▶ _Goal 1_:
Decide whether each statement agrees with the article on the Obamacare repeal bill, answering yes or no and quoting the words of the article that decide it. (a) The Congressional Budget Office estimated that 24 million fewer people would have coverage the following year. (b) A GOP aide told Politico that there was no legislative text. (c) The White House official who spoke to CNBC was named.
▶ _Goal 2_:
Render the records from the line containing "In the picture above, where can the shadow on wall" through the line containing "In the picture below, where can the dormer" as a numbered list, skipping any blank lines.

▶ _Source extract_:
## BEGIN

Trump Is Recycling Old Real Estate Marketing Gimmicks in Hopes of Reviving the Obamacare Repeal Bill
As a developer, Trump tried to generate interest in projects through false momentum.

Early yesterday, The Washington Post's Robert Costa reported that a senior White House official said that a vote on the House bill to partially repeal and replace Obamacare was just days away. New legislative language based on a tentative deal struck between conservative moderate factions would circulate over the weekend, and a vote would be held on Wednesday of next week.
But Republican leaders in Congress immediately cast doubt on the notion. "There is no legislative text and therefore no agreement to do a whip count on," a GOP aide told Politico. The White House's claim that a vote was in the works was bunk—misinformation spread to the media in hopes of generating momentum on a bill that remains stalled.
This is how the Trump administration tends to work. It substitutes empty hype for real achievement, hoping that no one will be able to tell the difference. It's a marketing gimmick, not governance—and it's an old tactic from Trump, who employed it as a real estate developer.
This isn't the first time something like this has happened with the health care bill. In January, Trump said that an Obamacare replacement was "very much formulated down to the final strokes" and that the plan would provide "insurance for everybody," and would have "lower numbers, lower deductibles." House Republicans didn't release a bill for almost a month and a half. The Congressional Budget Office estimated that under the GOP plan, 14 million fewer people would have coverage the following year alone, a figure that would rise to 24 million after a decade. (A leaked document indicated the White House's own internal estimates put the total loss even higher.) Trump's January description of the plan was all empty bluster.
Something similar, meanwhile, appears to have happened again today. A senior White House official—again unnamed—told CNBC that the Senate Budget Committee was working on health care legislation in hopes that it could be sent out today or tomorrow. That's an odd claim, because the Senate Budget Committee wouldn't be the ones to draw up legislation. In fact, according to Jonathan Swan of Axios, it appears that the Senate committee was just reviewing language for technical reasons.

## END

▶ _Data entries_:
## BEGIN

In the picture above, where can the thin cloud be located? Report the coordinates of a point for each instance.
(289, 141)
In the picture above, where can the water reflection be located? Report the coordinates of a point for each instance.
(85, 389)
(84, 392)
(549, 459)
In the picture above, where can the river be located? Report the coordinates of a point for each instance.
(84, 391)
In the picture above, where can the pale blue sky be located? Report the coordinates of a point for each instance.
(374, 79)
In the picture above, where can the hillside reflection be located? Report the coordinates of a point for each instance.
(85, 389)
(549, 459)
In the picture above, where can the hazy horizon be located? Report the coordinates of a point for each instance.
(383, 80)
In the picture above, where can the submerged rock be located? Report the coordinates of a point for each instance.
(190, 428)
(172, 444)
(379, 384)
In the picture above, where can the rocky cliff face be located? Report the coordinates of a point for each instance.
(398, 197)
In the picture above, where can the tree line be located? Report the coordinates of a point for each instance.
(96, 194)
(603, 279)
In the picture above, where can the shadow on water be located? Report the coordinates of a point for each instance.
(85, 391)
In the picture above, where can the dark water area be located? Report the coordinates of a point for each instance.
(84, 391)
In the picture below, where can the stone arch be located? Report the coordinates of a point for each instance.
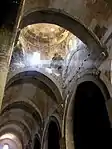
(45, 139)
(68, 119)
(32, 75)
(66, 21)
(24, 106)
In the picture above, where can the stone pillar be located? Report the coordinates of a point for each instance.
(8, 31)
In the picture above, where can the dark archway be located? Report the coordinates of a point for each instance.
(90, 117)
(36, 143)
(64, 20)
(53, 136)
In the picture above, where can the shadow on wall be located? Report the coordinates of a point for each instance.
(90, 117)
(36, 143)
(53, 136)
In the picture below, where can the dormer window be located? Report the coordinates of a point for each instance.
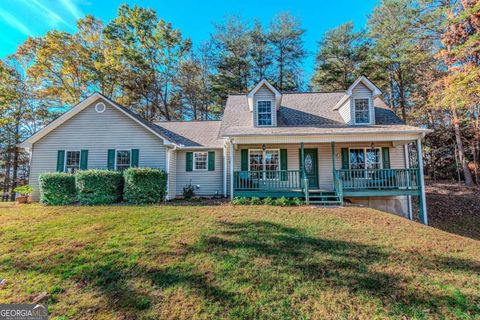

## END
## BEGIN

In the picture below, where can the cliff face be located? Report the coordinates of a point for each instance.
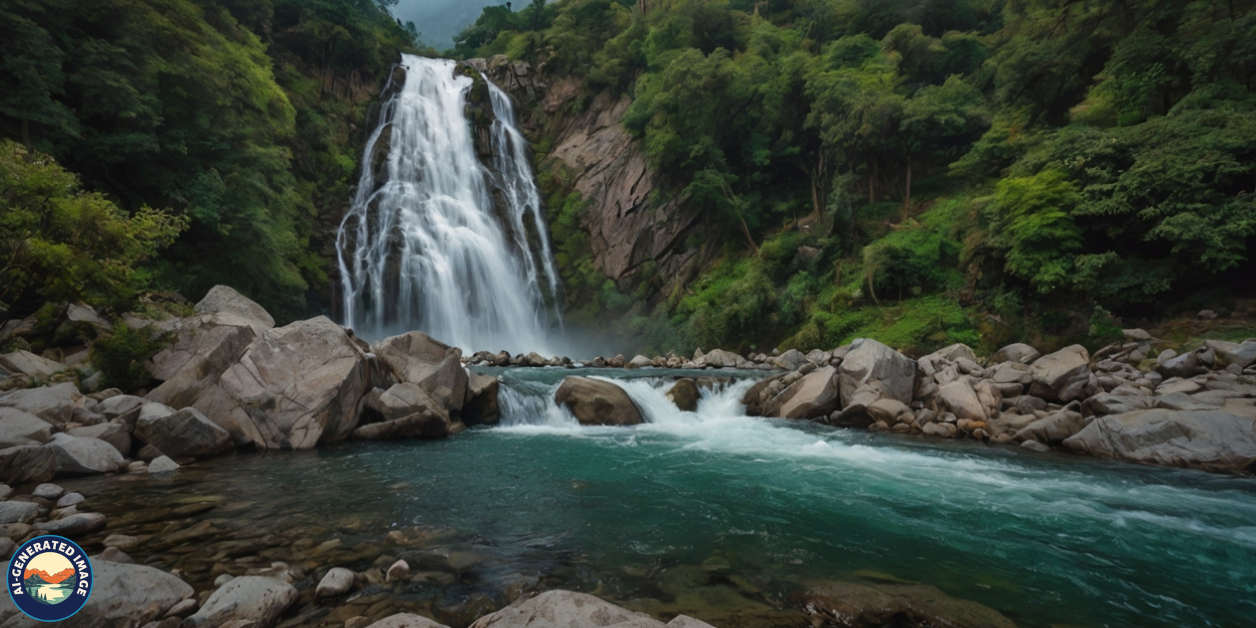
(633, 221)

## END

▶ _Correct response 1_:
(a) No: "14 million fewer people would have coverage the following year alone, a figure that would rise to 24 million after a decade."
(b) Yes: "There is no legislative text and therefore no agreement to do a whip count on."
(c) No: "A senior White House official—again unnamed—told CNBC"

▶ _Correct response 2_:
1. In the picture above, where can the shadow on wall be located? Report the coordinates of a point for each instance.
2. (90, 117)
3. (36, 143)
4. (53, 136)
5. In the picture below, where can the dormer window be located? Report the coordinates of a point for each instance.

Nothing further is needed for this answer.